READING TEXT START
Lawrence was born in Northam, Western Australia. She studied psychology at the University of Western Australia, obtaining a doctorate in 1983, and before entering politics worked as a lecturer and researcher. Lawrence was elected to state parliament in 1986, and became a government minister in 1988. She replaced Peter Dowding as premier in 1990, as Australia's second female head of government (after ACT Chief Minister Rosemary Follett) and first female state premier. She and the Labor Party lost power at the 1993 state election.
In 1994, Lawrence entered federal parliament through a by-election for the Division of Fremantle. She was almost immediately appointed to cabinet by Paul Keating, serving as Minister for Human Services and Health and Minister for Women until the government's defeat in 1996. Lawrence remained in parliament until the 2007 election, on the frontbench until 2002 and then as a backbencher. From 2004 to 2005, she was federal president of the Labor Party, the first person to be directly elected to the position. She returned to academia after leaving politics, as a psychology professor at the University of Western Australia.
READING TEXT END
LISTED RECORDS START
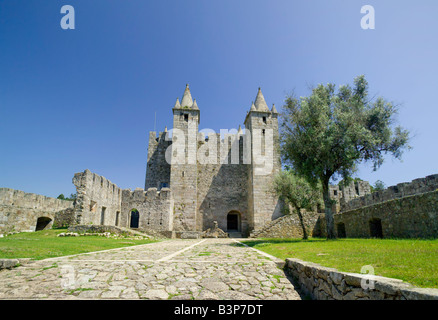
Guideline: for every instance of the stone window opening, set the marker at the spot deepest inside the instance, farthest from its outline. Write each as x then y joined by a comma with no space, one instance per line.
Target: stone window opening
102,216
117,218
233,221
135,218
93,206
42,223
376,228
341,230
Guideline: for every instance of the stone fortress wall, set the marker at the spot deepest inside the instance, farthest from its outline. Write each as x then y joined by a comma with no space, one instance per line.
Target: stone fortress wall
155,209
21,211
98,200
408,210
417,186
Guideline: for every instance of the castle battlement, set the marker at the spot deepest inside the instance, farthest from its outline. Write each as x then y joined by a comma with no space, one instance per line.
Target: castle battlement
415,187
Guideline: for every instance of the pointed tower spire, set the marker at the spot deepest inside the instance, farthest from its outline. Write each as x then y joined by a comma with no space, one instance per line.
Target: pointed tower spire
187,98
177,105
274,110
260,102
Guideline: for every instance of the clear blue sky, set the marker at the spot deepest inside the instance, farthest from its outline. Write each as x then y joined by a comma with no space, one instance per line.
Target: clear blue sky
86,98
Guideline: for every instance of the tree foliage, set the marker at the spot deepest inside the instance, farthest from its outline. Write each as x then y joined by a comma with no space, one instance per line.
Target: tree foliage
327,134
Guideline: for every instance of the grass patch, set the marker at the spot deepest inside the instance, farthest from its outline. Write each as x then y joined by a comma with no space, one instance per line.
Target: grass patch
45,244
411,260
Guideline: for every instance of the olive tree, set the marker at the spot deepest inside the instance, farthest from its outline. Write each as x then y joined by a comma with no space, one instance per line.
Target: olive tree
298,193
327,134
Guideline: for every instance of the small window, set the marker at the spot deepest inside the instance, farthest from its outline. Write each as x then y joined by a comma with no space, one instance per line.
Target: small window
376,228
341,230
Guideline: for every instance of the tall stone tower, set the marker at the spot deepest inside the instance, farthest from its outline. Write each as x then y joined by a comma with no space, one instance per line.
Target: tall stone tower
265,162
183,172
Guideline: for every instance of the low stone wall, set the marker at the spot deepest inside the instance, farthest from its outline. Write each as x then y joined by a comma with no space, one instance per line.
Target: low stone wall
323,283
20,211
103,229
288,226
12,263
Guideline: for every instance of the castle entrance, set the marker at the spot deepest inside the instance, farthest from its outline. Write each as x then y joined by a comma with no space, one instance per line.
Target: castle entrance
135,217
233,221
42,223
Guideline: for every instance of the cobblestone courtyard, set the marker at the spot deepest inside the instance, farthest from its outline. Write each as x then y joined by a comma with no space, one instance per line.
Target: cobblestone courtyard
172,269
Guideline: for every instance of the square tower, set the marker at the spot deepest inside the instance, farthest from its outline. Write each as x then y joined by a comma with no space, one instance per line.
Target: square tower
262,124
183,167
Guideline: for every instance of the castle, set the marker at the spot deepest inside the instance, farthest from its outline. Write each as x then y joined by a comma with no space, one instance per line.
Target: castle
193,182
216,178
196,182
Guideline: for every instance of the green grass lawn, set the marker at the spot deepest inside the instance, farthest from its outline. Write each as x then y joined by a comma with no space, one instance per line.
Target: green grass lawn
413,261
45,244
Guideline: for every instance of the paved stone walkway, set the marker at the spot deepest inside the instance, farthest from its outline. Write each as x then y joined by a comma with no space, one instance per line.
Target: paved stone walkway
173,269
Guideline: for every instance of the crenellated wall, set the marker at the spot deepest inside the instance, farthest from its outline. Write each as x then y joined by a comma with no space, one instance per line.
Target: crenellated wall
155,208
20,211
417,186
408,210
98,200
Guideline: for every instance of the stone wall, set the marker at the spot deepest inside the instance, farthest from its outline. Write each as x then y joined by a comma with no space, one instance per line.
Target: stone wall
21,211
98,200
289,226
222,187
155,208
417,186
323,283
158,170
413,216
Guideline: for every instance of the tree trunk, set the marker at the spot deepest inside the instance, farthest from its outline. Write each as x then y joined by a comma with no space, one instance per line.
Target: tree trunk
330,223
300,216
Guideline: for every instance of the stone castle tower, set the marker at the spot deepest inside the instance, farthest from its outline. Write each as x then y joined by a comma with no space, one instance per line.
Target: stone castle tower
224,178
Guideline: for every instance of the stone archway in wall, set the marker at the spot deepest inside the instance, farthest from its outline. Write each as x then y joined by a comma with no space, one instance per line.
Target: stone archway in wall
43,223
234,221
134,219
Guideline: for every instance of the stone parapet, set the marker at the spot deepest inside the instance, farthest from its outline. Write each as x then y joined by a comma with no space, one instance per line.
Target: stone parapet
322,283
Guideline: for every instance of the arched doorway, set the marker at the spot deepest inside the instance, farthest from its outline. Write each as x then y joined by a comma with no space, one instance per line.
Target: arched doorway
376,228
135,217
42,223
233,221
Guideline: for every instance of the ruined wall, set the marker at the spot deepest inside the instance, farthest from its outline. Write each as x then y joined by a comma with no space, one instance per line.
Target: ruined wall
19,211
155,208
98,200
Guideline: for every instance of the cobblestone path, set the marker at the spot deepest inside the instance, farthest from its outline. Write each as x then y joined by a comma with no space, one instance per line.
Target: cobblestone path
171,269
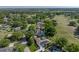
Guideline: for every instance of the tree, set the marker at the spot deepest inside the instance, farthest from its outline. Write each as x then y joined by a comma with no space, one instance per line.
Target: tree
4,42
19,47
61,42
72,48
29,35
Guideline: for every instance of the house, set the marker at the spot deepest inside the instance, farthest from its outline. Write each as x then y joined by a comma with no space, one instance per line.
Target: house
6,49
17,28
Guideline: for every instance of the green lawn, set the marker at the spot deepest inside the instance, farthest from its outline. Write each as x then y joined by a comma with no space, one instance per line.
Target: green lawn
63,30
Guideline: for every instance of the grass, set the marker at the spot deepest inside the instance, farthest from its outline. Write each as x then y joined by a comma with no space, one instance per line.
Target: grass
63,30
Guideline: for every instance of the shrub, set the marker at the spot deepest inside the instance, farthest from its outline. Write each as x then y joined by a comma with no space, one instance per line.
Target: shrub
19,47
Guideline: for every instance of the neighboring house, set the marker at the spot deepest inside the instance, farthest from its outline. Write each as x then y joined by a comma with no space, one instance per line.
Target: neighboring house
17,28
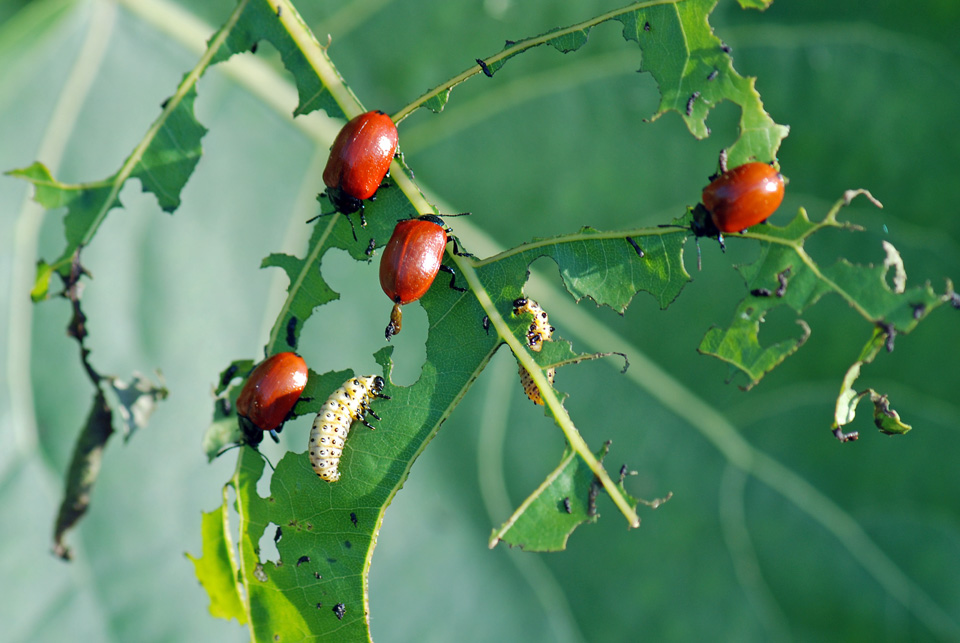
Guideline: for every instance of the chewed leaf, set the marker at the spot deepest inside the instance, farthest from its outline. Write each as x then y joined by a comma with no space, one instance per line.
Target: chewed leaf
135,401
785,275
691,66
694,72
167,155
608,267
215,569
547,518
885,418
279,24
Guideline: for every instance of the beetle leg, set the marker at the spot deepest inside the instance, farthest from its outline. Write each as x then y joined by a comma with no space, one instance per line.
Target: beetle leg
453,278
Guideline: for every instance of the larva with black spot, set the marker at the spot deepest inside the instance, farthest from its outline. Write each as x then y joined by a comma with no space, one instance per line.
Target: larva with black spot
530,387
348,404
540,329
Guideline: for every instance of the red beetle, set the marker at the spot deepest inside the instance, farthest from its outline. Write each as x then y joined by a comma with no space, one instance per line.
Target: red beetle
743,197
359,160
410,262
269,395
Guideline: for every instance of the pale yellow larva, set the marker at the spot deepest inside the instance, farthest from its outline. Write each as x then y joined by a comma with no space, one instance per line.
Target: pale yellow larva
530,387
540,329
348,404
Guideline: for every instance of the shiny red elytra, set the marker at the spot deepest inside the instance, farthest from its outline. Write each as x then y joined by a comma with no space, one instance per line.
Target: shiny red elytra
359,160
743,196
410,262
269,395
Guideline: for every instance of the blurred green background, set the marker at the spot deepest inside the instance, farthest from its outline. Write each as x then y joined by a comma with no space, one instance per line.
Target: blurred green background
775,530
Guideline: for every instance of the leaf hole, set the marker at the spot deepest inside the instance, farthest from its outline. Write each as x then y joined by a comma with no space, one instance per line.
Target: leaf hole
267,544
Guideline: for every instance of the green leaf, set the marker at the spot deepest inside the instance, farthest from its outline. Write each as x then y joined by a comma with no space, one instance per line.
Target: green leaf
785,274
545,520
885,418
216,569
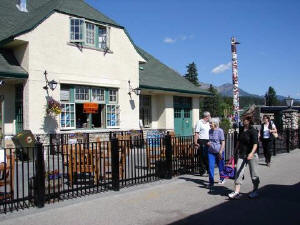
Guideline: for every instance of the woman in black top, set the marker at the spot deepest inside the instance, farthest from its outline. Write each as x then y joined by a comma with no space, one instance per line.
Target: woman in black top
246,146
267,130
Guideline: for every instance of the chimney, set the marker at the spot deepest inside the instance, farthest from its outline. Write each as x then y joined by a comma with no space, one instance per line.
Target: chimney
21,5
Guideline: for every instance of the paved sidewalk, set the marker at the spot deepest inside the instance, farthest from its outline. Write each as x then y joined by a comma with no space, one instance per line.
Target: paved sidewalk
182,200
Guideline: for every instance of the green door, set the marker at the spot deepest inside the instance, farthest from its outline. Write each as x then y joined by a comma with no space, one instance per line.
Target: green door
182,122
19,108
182,116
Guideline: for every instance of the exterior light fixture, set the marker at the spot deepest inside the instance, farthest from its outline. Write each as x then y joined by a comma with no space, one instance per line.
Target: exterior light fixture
289,101
2,83
49,84
137,91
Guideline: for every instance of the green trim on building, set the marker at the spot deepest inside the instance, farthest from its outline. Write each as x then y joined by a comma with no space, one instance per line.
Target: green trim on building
13,75
174,90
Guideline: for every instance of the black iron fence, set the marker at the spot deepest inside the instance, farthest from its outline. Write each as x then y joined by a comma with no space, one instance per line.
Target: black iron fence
54,173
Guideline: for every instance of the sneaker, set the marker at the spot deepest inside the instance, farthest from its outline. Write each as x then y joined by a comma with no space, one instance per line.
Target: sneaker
234,195
222,181
253,194
210,186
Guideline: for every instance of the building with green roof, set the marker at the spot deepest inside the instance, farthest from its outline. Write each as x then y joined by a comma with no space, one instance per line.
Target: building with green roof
67,52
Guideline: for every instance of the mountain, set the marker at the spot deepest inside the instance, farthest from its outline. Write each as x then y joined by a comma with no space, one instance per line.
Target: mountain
226,90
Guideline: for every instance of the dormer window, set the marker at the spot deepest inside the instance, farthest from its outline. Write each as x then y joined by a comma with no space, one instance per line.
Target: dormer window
77,30
89,34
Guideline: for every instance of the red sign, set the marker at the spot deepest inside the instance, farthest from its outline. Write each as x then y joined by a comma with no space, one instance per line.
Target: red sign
90,107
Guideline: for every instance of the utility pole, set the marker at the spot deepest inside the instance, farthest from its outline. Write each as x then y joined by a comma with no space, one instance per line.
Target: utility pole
235,82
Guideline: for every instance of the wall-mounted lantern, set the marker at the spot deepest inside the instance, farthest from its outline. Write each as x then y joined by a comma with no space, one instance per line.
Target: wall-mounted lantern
289,102
49,84
137,91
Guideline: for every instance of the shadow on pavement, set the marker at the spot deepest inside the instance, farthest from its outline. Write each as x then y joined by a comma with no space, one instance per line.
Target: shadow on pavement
277,205
216,190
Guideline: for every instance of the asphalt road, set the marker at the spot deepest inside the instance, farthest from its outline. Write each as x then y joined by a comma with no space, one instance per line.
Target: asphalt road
183,200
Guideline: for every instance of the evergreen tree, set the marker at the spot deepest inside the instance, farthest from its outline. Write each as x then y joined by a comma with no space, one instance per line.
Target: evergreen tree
271,98
192,74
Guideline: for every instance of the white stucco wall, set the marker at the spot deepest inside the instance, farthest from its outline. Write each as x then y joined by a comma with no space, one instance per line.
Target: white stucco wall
48,49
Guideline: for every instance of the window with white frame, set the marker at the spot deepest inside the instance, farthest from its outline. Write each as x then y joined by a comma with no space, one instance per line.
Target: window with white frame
145,110
67,116
82,94
102,37
112,116
76,30
90,33
112,96
98,95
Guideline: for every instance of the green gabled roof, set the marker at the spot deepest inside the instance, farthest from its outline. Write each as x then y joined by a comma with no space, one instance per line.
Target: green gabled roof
157,76
13,22
9,67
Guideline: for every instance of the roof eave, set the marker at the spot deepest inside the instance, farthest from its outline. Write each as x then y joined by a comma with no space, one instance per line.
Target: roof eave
175,90
9,74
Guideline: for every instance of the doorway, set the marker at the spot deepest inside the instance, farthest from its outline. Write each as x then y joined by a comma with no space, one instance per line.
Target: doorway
182,116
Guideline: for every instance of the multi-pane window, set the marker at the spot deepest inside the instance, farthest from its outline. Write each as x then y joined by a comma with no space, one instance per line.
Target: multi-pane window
76,101
112,96
82,94
98,95
67,116
102,38
76,30
112,115
90,33
145,110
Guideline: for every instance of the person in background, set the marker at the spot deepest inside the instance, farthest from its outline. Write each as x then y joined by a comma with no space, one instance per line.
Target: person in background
216,146
266,137
246,148
200,140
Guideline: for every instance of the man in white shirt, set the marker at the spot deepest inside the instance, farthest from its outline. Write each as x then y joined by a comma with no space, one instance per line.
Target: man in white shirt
200,140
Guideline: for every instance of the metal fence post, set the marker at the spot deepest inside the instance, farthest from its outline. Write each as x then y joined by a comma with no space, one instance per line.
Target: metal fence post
274,146
168,156
298,137
288,140
115,164
39,181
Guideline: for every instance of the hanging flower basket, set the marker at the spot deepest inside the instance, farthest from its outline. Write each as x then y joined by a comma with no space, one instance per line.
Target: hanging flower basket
53,107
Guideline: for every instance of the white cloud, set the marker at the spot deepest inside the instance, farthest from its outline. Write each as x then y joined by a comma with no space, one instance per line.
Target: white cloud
169,40
221,68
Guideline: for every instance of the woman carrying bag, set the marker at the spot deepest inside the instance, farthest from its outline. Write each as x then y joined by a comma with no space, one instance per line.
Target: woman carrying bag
267,133
246,148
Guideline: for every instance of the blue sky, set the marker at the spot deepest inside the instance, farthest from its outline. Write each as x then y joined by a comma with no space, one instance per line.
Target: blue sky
178,32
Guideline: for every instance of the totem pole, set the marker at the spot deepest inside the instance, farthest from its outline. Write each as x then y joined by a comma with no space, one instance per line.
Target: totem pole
235,82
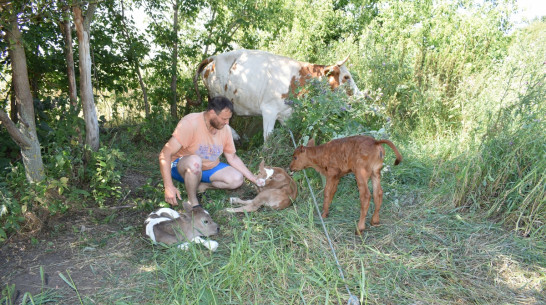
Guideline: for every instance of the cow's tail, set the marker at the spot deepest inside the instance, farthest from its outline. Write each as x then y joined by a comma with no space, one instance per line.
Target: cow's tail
200,68
391,145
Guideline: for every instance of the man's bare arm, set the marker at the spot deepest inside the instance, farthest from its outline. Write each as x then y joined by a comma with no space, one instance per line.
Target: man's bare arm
171,192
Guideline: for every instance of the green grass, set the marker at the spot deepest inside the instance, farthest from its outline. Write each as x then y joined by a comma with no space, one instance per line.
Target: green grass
423,252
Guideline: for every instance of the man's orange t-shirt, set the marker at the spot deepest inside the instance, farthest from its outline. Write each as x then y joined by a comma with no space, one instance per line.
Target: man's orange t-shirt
192,133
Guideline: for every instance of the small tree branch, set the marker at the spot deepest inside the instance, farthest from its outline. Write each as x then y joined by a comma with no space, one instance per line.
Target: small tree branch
14,132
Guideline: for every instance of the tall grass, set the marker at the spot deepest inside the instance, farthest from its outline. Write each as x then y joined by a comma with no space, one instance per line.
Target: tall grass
503,169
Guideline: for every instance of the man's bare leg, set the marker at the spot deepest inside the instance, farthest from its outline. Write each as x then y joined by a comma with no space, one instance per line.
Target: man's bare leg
189,168
226,178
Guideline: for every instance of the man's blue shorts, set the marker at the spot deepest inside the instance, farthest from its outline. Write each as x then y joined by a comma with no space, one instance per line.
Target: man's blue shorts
205,177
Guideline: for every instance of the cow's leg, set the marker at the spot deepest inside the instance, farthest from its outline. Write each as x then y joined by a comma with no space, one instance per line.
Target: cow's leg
377,195
238,201
269,116
251,206
362,177
329,191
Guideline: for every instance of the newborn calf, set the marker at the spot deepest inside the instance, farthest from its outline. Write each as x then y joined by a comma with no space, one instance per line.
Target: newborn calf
277,193
168,226
361,155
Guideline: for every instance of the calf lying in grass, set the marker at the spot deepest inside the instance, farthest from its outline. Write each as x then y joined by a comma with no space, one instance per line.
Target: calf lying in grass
169,227
277,193
361,155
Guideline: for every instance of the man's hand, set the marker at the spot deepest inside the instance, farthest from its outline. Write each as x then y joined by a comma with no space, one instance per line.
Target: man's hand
171,194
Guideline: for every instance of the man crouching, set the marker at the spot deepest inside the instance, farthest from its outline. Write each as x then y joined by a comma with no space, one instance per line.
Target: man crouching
191,155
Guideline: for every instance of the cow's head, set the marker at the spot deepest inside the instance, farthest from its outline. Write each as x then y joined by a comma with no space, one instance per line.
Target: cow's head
202,223
338,75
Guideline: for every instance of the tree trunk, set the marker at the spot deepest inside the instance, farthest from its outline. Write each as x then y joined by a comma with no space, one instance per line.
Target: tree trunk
144,91
174,60
25,134
13,103
136,66
69,55
86,88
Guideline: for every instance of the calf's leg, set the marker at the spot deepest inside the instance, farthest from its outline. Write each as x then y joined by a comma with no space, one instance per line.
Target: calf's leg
329,191
362,177
247,205
377,196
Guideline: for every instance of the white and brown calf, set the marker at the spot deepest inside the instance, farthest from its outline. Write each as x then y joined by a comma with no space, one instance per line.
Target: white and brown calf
278,192
169,227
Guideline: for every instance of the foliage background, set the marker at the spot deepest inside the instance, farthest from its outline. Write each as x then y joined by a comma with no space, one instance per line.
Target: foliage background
453,83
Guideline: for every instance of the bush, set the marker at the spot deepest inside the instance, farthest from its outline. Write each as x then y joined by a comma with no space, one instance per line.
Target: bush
504,168
326,114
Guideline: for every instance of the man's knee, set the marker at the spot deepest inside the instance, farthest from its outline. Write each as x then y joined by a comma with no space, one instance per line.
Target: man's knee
190,164
236,180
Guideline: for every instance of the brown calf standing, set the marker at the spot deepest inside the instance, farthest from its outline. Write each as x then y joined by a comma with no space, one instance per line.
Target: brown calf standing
361,155
277,193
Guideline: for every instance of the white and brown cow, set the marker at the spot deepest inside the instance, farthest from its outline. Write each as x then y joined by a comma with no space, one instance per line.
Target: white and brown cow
258,82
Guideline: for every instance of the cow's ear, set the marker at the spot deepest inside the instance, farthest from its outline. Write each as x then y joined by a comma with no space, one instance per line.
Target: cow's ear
187,206
340,63
278,177
262,167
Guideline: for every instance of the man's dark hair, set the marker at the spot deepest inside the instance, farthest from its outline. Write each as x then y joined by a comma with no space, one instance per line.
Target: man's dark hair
219,103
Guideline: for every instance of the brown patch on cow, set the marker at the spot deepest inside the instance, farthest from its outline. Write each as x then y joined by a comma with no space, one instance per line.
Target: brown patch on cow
308,71
233,66
333,76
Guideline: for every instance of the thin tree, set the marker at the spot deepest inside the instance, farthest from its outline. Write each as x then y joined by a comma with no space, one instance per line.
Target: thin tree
174,63
83,25
66,30
24,133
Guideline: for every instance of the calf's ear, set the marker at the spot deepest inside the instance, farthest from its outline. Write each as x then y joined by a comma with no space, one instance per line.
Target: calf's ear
262,169
187,206
340,63
278,177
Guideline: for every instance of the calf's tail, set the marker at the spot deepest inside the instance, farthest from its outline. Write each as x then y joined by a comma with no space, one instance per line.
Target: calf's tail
391,145
200,68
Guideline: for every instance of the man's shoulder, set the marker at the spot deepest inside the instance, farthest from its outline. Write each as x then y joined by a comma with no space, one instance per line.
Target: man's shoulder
192,116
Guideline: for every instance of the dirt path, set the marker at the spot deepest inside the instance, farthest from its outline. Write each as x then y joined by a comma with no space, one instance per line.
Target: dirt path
92,248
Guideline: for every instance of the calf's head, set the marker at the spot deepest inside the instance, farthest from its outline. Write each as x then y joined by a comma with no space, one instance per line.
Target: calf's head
300,160
273,176
201,222
339,75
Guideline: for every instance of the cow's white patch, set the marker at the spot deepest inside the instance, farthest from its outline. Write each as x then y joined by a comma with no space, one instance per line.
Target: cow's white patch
173,213
269,172
150,223
209,244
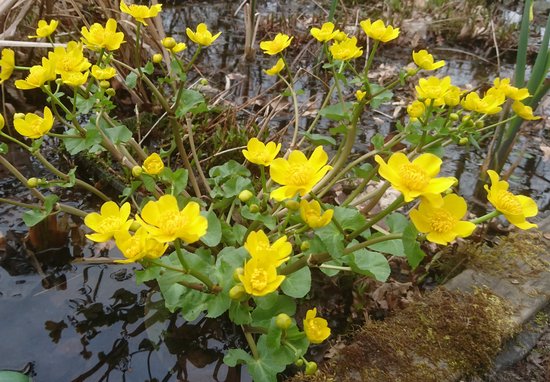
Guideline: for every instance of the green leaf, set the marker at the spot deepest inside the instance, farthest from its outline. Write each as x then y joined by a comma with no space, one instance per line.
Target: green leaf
370,263
383,97
377,141
397,222
131,80
190,101
349,218
118,134
364,171
214,233
229,169
318,139
411,247
239,313
392,247
268,220
149,68
337,112
297,284
332,241
13,376
271,305
176,179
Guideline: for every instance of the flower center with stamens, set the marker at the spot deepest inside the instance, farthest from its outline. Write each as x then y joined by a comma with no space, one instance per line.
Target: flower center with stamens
414,177
442,221
508,203
300,176
172,222
258,279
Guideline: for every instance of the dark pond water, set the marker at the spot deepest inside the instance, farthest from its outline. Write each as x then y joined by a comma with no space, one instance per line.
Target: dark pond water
91,322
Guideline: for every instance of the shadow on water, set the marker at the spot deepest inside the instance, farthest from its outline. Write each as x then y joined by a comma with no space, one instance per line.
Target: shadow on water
81,322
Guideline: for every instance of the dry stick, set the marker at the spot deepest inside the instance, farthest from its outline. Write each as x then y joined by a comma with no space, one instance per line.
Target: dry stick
195,156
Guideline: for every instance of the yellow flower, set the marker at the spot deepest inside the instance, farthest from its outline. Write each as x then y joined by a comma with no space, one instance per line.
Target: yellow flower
139,246
326,33
38,75
103,73
74,78
425,61
416,178
316,328
311,214
452,96
260,277
489,104
524,111
340,36
416,109
202,36
99,37
140,12
442,224
509,90
359,95
297,174
258,246
276,69
378,31
44,29
70,59
346,49
166,222
515,208
7,64
433,88
32,126
153,164
277,45
260,153
179,47
111,220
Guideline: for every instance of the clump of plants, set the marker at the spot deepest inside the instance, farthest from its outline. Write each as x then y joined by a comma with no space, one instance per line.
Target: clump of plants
241,238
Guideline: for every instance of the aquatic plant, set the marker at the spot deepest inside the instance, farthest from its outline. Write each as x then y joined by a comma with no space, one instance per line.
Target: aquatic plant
242,238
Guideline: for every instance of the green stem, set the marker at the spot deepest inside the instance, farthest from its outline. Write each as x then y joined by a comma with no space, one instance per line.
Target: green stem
376,218
486,217
193,272
251,343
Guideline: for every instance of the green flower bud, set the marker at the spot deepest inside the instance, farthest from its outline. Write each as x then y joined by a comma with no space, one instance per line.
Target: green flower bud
157,58
237,292
462,141
33,182
136,171
283,321
311,368
245,196
238,272
292,205
169,42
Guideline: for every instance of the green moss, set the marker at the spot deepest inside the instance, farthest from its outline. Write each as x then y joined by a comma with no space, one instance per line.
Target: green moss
435,339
LISTED RECORDS END
QUESTIONS:
**1.** In the biographical passage on Lawrence, which division's by-election brought her into federal parliament?
**2.** Reproduce the biographical passage on Lawrence starting at "Lawrence was born" and ending at "1993 state election.".
**3.** Write the next part of the biographical passage on Lawrence, picking up after its final sentence.

SOLVED TASKS:
**1.** The Division of Fremantle.

**2.**
Lawrence was born in Northam, Western Australia. She studied psychology at the University of Western Australia, obtaining a doctorate in 1983, and before entering politics worked as a lecturer and researcher. Lawrence was elected to state parliament in 1986, and became a government minister in 1988. She replaced Peter Dowding as premier in 1990, as Australia's second female head of government (after ACT Chief Minister Rosemary Follett) and first female state premier. She and the Labor Party lost power at the 1993 state election.

**3.**
Early life
Carmen Lawrence was born in Northam, in the agricultural district of Western Australia and spent her early childhood in the towns of Gutha and Dongara.
She was one of seven children, six girls and a boy, born to Ernest Richard Lawrence, a farmer, and his wife Mary Norma (née Watson).
From the age of six she was educated at various Roman Catholic boarding schools: Marian Convent at Morawa; Dominican Ladies College at Dongara and Santa Maria College at Attadale from which she matriculated in 1964 with distinctions in six subjects, a General Exhibition for Academic Achievement and the Special Subject Exhibition in economics.
Further education and employment
In 1965, Lawrence enrolled at the University of Western Australia in Perth. In 1968 she graduated as a Bachelor of Psychology with First Class Honours, having won five prizes including that for the most outstanding graduate throughout the Faculties of Arts, Economics and Commerce, Law, Architecture and Education. In 1968 she was Senior Student in Saint Catherine's residential college.
She was politically active from an early stage. While at UWA she lobbied, successfully, to have the Campus Beauty Contest abolished. In Melbourne in the early 1970s she helped to found the Victorian Branch of the Women's Electoral Lobby.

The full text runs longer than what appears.